◆ **Given instruction**: Copy out, word for word, the stretch of the listing from the line containing "stick. Write the coordinates, one line per instance." through the end of the listing.

── Records supplied

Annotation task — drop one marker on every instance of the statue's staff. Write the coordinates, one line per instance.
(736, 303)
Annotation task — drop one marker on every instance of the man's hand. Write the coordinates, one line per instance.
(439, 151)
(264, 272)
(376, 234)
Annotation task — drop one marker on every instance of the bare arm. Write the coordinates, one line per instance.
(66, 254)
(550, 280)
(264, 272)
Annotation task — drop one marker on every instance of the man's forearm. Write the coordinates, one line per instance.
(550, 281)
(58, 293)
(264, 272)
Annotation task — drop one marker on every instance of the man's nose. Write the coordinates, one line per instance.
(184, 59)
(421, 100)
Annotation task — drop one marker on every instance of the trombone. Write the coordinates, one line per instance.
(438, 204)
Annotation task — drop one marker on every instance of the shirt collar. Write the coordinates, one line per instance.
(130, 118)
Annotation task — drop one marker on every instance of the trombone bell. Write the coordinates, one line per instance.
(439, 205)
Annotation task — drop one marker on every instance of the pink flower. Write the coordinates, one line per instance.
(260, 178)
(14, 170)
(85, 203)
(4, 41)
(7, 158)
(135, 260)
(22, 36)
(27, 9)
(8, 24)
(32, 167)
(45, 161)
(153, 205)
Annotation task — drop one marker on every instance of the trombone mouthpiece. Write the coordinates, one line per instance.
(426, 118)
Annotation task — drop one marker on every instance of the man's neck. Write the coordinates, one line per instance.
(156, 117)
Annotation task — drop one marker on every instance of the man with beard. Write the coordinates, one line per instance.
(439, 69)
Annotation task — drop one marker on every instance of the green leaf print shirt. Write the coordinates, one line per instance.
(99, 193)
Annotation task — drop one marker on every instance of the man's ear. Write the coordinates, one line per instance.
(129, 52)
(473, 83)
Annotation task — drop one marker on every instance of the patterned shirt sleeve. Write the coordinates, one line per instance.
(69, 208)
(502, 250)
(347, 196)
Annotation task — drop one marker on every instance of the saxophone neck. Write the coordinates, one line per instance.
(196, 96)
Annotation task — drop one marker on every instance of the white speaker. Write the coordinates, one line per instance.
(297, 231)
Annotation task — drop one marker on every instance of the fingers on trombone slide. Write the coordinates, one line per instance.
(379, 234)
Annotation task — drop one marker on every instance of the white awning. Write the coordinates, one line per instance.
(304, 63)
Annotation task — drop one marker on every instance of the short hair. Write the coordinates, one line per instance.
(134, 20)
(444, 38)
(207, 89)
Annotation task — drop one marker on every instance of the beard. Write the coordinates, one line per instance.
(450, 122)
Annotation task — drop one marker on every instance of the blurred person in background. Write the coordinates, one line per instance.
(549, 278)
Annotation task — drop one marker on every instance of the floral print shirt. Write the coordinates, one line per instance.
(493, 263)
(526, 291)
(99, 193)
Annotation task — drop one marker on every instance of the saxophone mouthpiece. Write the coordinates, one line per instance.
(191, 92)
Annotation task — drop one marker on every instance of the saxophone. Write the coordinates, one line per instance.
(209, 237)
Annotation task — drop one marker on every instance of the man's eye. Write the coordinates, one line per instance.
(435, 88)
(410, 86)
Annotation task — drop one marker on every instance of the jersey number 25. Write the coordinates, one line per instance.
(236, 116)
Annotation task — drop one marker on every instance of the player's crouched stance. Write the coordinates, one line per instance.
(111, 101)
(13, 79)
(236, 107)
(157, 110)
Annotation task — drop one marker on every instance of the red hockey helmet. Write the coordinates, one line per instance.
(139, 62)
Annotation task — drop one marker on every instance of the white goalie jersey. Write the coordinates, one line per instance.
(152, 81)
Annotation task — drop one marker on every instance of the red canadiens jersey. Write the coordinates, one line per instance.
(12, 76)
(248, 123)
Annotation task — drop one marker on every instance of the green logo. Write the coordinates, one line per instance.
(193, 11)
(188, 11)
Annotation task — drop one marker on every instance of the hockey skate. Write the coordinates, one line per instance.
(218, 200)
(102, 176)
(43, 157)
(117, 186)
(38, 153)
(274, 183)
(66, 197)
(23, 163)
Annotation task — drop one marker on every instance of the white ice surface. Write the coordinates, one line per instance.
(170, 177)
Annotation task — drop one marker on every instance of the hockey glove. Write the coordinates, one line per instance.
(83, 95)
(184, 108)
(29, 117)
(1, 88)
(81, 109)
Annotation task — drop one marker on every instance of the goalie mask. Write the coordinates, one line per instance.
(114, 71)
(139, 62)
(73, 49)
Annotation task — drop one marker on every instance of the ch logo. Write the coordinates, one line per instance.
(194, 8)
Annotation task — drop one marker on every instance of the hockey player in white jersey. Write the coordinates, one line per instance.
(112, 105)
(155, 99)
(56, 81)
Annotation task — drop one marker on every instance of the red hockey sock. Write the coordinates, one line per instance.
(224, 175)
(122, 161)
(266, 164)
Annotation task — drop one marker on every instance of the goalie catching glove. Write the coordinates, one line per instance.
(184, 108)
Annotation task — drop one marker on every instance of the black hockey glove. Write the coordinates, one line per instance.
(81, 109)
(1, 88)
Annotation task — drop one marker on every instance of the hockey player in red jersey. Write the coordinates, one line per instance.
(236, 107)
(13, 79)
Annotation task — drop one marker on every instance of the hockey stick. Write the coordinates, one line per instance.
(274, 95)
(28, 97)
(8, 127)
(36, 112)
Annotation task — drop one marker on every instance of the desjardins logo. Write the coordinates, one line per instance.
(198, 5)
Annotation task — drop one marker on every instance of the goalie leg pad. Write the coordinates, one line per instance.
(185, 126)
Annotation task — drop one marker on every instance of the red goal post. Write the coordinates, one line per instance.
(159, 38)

────

◆ **Written solution**:
Annotation task — drop one marker on every instance of the hockey stick. Write the coordinates, one line per instance.
(274, 95)
(28, 97)
(8, 127)
(36, 112)
Annotation task — drop one marker on every instance of the desjardins logo. Write the coordinates, one line per instance.
(198, 5)
Annotation task — drop one marker on every instance of the goalie leg pad. Write the coordinates, one line per instance.
(185, 126)
Annotation task — drop one marker on every instance of the red goal post. Write the coordinates, one line per instance.
(159, 38)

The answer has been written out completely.